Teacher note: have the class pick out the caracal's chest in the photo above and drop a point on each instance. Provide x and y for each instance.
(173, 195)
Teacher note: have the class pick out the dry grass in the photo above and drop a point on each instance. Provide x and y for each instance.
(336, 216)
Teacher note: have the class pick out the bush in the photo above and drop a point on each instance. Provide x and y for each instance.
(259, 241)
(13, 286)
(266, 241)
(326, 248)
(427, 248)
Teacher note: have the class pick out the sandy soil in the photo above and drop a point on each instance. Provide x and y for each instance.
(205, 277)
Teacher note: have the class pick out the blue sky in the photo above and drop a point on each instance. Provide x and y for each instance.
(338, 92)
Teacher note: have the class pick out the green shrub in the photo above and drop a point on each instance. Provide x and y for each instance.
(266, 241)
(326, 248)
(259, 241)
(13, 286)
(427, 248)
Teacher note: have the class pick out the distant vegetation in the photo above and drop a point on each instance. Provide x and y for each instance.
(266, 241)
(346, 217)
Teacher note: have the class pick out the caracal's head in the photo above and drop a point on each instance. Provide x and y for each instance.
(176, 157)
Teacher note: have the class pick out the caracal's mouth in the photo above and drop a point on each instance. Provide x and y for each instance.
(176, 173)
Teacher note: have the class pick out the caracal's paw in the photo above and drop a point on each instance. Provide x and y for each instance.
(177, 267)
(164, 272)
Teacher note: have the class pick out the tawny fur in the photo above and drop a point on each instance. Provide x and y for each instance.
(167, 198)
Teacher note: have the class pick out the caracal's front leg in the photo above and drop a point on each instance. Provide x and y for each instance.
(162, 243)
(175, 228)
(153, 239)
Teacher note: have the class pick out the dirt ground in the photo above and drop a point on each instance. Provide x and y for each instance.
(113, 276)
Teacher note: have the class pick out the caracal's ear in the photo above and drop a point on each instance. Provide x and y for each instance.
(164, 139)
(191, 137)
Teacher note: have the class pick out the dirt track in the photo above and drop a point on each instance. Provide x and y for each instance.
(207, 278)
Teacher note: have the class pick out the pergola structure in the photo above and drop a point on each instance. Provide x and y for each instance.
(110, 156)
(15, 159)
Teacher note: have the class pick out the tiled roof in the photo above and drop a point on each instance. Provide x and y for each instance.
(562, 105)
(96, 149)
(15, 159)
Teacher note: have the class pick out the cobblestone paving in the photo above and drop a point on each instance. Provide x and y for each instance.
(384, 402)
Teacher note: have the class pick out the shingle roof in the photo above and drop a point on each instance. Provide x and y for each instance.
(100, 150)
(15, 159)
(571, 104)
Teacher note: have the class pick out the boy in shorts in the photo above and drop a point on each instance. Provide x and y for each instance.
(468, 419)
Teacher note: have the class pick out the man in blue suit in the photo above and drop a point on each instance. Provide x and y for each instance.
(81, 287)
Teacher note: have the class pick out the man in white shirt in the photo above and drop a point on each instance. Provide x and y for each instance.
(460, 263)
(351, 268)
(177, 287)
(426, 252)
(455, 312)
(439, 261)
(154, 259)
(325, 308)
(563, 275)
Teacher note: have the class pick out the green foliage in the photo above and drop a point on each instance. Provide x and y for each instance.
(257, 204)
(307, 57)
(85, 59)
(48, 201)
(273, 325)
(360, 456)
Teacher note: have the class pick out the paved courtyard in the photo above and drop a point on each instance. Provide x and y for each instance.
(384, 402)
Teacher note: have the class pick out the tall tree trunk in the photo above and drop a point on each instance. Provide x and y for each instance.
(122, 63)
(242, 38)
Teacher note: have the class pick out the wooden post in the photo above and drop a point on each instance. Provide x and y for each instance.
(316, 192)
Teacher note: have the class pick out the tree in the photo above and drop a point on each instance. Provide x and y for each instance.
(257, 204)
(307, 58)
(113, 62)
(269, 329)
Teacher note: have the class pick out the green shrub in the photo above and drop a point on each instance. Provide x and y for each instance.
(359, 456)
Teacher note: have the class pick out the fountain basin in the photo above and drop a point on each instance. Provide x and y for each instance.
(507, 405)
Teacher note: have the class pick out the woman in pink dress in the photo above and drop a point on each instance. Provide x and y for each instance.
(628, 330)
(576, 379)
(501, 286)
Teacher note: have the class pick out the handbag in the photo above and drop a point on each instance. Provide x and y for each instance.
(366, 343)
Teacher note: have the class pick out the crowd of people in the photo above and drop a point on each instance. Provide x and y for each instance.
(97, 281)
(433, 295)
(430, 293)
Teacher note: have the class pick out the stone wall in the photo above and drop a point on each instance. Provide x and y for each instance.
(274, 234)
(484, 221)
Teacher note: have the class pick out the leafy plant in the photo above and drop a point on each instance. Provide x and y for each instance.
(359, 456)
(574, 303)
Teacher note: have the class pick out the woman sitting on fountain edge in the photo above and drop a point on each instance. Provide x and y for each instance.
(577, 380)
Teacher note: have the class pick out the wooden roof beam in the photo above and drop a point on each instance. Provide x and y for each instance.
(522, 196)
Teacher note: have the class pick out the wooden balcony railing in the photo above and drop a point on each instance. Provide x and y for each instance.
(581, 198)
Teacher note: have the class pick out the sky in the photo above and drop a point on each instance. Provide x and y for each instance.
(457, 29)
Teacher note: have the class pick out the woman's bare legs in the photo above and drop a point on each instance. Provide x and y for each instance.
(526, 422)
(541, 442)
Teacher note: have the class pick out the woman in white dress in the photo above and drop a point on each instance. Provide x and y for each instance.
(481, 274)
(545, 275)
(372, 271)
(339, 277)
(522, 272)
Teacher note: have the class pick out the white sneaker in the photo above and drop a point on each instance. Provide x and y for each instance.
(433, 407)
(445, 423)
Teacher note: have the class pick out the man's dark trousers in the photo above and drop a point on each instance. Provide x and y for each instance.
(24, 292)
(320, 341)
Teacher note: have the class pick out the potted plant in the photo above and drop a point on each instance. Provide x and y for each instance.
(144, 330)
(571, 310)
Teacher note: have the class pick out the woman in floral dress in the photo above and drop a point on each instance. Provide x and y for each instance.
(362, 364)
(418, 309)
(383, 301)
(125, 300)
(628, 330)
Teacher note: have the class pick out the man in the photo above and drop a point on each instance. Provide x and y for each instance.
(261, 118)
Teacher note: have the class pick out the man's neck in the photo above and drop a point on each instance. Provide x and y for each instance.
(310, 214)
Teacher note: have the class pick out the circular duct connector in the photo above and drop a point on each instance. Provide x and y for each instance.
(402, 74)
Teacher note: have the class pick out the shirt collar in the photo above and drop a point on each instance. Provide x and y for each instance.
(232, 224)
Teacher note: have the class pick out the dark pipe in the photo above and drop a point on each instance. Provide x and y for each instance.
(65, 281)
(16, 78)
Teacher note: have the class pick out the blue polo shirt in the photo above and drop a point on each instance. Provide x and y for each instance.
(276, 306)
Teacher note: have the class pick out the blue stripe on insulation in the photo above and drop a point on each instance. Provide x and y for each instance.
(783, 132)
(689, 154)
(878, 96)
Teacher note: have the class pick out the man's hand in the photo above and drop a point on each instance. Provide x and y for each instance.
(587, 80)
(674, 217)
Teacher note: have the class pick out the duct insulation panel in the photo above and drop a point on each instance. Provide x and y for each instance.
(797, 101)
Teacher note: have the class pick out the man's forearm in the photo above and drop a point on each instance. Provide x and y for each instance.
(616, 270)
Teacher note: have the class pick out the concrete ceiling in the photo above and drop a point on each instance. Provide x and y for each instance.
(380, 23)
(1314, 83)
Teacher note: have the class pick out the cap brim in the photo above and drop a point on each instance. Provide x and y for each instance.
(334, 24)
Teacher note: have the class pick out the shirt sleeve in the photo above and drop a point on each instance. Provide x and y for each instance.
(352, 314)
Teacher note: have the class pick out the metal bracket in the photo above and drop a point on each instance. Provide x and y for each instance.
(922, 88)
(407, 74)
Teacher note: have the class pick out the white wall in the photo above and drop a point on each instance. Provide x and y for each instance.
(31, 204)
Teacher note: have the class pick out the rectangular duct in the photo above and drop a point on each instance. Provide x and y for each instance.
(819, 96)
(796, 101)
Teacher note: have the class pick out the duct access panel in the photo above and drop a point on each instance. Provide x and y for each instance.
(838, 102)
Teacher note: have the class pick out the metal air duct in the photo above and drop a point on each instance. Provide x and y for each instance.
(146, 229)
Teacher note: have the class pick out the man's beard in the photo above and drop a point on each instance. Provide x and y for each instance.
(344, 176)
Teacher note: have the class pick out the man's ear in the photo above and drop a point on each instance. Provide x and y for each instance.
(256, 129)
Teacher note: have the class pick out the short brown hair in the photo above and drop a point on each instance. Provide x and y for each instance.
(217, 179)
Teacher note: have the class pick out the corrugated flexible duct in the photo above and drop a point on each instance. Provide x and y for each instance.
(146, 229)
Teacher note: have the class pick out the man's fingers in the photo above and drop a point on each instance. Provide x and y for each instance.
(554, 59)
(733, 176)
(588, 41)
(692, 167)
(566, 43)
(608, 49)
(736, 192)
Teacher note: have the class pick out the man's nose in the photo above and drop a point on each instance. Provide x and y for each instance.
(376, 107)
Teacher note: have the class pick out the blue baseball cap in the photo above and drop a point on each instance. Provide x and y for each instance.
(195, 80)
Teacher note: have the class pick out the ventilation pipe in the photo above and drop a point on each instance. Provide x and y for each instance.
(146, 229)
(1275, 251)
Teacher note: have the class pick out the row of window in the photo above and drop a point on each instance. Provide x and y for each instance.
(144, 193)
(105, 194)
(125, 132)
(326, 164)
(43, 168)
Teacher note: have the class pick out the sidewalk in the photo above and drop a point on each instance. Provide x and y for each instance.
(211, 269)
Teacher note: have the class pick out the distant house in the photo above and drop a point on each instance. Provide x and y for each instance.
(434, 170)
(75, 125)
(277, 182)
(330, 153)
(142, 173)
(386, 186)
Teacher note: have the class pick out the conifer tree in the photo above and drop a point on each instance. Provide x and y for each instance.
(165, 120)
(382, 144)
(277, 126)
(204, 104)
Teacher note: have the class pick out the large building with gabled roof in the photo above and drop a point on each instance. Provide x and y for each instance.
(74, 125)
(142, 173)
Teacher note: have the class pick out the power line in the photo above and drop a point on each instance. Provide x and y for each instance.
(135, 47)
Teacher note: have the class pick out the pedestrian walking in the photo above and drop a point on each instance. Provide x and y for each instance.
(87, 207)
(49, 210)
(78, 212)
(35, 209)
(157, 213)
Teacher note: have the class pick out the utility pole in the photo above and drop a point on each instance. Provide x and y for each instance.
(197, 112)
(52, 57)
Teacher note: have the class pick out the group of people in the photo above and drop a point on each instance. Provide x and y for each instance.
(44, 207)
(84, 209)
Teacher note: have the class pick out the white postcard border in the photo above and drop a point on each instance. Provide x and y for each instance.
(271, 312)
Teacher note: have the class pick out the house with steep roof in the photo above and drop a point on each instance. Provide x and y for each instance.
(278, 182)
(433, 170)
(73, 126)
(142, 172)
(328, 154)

+ + + +

→ **Directions for this task**
Every line from the one containing "Teacher note: have the class pick out the utility" through the last line of the entries must be written out verbatim, and no other line.

→ **Solution to this task**
Teacher note: have the class pick out the utility pole in the photo above and drop a point on each instance. Provide x and y for each instance.
(197, 112)
(52, 57)
Teacher note: have the class pick out the group of people in the photo above and drop a point on each instance. Provide x and y for each instance.
(44, 207)
(84, 209)
Teacher note: have the class pick out the white postcard border in the photo above and drop a point on each instance. Provide x and y for each instance.
(271, 312)
Teacher note: have the class pick out the house with steep roof in the photo above and drop a point on each instance. Provide x and y for each instance.
(278, 182)
(433, 170)
(73, 126)
(142, 172)
(328, 154)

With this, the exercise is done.